Your instructions
Everything from the line containing "Find the pink flower in" to the close of the listing below should be retyped exactly, and nothing before it.

Input data Block Start

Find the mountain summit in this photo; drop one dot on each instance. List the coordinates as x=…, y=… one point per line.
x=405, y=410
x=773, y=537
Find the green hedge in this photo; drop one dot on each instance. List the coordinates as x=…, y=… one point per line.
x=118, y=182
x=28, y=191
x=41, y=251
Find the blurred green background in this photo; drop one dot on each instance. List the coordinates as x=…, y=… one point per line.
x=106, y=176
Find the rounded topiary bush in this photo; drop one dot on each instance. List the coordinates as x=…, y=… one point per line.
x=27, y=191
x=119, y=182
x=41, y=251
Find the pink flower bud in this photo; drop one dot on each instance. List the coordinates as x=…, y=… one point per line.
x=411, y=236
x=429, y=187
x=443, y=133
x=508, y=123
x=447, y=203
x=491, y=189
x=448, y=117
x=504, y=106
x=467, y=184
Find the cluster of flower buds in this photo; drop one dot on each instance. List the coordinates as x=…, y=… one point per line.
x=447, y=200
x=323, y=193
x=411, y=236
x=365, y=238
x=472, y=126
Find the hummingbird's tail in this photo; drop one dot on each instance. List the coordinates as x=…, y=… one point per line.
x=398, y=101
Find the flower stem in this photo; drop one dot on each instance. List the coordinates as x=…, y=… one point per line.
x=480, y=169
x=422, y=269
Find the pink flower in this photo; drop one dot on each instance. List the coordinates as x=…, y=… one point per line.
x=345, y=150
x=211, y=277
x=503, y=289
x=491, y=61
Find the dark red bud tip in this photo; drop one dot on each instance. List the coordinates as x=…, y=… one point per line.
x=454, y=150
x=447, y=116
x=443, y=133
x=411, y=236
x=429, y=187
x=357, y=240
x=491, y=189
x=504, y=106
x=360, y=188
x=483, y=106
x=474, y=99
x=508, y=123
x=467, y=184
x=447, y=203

Input data Block End

Reply to the exercise
Find the pink flower in this photo; drop one dot on each instance. List the coordinates as x=…, y=… one point per line.
x=345, y=150
x=211, y=277
x=503, y=289
x=491, y=61
Find the dark red bud tip in this photo; drop one dot on each instance. List the coordinates as x=…, y=… one point per line.
x=454, y=150
x=447, y=116
x=443, y=133
x=411, y=236
x=429, y=187
x=357, y=240
x=491, y=189
x=504, y=106
x=360, y=188
x=483, y=106
x=474, y=99
x=508, y=123
x=467, y=184
x=447, y=203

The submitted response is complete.